**YOUR INSTRUCTIONS:**
Copy every entry exactly.

[start ROWS]

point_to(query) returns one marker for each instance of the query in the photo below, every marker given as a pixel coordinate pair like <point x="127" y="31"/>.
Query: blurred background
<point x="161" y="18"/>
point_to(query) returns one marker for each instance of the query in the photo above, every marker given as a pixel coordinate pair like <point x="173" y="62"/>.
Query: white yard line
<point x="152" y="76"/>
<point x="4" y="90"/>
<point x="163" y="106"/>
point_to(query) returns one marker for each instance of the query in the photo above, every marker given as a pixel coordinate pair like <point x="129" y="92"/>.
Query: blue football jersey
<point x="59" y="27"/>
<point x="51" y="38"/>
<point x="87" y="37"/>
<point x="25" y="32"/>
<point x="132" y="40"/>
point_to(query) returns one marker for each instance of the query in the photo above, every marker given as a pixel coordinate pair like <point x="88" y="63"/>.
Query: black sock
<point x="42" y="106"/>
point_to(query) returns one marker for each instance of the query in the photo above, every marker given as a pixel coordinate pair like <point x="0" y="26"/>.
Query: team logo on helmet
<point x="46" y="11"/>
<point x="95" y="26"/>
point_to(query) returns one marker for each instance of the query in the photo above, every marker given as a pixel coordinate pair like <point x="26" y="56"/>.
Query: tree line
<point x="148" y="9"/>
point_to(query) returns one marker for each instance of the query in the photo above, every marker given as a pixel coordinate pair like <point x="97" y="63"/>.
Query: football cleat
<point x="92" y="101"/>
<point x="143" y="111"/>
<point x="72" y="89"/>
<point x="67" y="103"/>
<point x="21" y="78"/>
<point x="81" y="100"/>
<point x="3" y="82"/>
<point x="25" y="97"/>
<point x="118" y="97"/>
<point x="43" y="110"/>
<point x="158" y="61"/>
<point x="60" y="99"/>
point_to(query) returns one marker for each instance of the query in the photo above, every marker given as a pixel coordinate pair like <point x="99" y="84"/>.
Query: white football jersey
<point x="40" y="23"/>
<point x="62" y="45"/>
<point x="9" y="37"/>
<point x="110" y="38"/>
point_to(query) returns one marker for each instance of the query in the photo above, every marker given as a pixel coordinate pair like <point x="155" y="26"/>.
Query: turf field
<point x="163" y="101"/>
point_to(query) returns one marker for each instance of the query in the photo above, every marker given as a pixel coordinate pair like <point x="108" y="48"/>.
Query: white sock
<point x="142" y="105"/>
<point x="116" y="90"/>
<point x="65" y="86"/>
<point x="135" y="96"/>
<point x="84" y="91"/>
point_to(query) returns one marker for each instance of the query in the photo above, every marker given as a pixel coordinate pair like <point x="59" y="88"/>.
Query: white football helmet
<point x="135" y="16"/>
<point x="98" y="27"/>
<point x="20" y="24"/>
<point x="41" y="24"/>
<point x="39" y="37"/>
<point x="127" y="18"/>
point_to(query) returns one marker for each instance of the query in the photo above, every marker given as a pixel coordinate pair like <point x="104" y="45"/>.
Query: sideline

[end ROWS]

**RESULT:**
point_to(query) returns one marker for each instance of the query in the photo below, every marker given as a pixel coordinate pair like <point x="127" y="31"/>.
Query: blurred background
<point x="161" y="18"/>
point_to(query) returns one marker for each instance of the query in the photo above, every marker given as a pixel coordinate pair like <point x="173" y="62"/>.
Query: white yard line
<point x="152" y="76"/>
<point x="4" y="90"/>
<point x="163" y="106"/>
point_to(query) returns one marker for each instance of the query in the photo above, every marker given as a pixel coordinate pair like <point x="129" y="92"/>.
Query: blue football jersey
<point x="59" y="27"/>
<point x="51" y="38"/>
<point x="87" y="37"/>
<point x="25" y="32"/>
<point x="132" y="40"/>
point_to(query) returns one marker for each instance of the query in the photo above, every marker given as a pixel coordinate pair like <point x="88" y="63"/>.
Query: black sock
<point x="42" y="106"/>
point_to(query) returns one marker for each instance of the query in the photo above, every marker given as a pixel coordinate pair like <point x="0" y="26"/>.
Query: team logo on helmet
<point x="46" y="11"/>
<point x="95" y="26"/>
point_to(query) returns one marker for each instance of the query in the photo above, every marker given as a pixel coordinate pair like <point x="26" y="56"/>.
Query: tree line
<point x="148" y="9"/>
point_to(query) returns one marker for each instance of the query in the photo above, every marker given as a pixel coordinate pair like <point x="97" y="63"/>.
Query: football cleat
<point x="92" y="101"/>
<point x="143" y="111"/>
<point x="72" y="89"/>
<point x="67" y="103"/>
<point x="21" y="78"/>
<point x="81" y="100"/>
<point x="3" y="82"/>
<point x="25" y="97"/>
<point x="118" y="97"/>
<point x="43" y="110"/>
<point x="158" y="61"/>
<point x="60" y="99"/>
point_to(query) returns one marker for each instance of the query in the photo above, every marker given as a pixel coordinate pair like <point x="99" y="84"/>.
Query: white football jersey
<point x="40" y="23"/>
<point x="62" y="45"/>
<point x="9" y="37"/>
<point x="110" y="38"/>
point_to(query) returns one marker for each instance of the query in the photo above, every marker given as a pixel coordinate pair like <point x="155" y="26"/>.
Query: turf field
<point x="163" y="101"/>
point_to(query) returns one marker for each instance of the query in the photo above, every marker given as a pixel coordinate pair like <point x="108" y="48"/>.
Query: white sock
<point x="142" y="105"/>
<point x="116" y="90"/>
<point x="65" y="86"/>
<point x="135" y="96"/>
<point x="84" y="91"/>
point_to(query) returns one marker for each instance of the query in the photo above, every marker given as a pixel coordinate pair like <point x="59" y="88"/>.
Query: white football helmet
<point x="135" y="16"/>
<point x="98" y="27"/>
<point x="20" y="24"/>
<point x="41" y="24"/>
<point x="39" y="37"/>
<point x="127" y="18"/>
point_to(query) returns one marker for each instance of the query in the photo above, every marker given as a pixel coordinate pair like <point x="104" y="45"/>.
Query: sideline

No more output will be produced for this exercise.